PROBLEM TO WORK ON:
Every line of the entries that holds the word "queried" is to be copied.

[Start of section]

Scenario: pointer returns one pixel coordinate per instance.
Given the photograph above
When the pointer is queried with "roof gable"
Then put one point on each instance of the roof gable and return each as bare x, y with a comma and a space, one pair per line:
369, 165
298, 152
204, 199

[End of section]
[Start of section]

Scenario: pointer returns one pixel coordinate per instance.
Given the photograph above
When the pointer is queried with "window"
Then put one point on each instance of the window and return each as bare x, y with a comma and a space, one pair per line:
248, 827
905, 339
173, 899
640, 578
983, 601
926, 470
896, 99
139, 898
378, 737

[End of section]

ANSWER SPACE:
When the pointer is queried with "roof gable"
When the pointer is queried with "window"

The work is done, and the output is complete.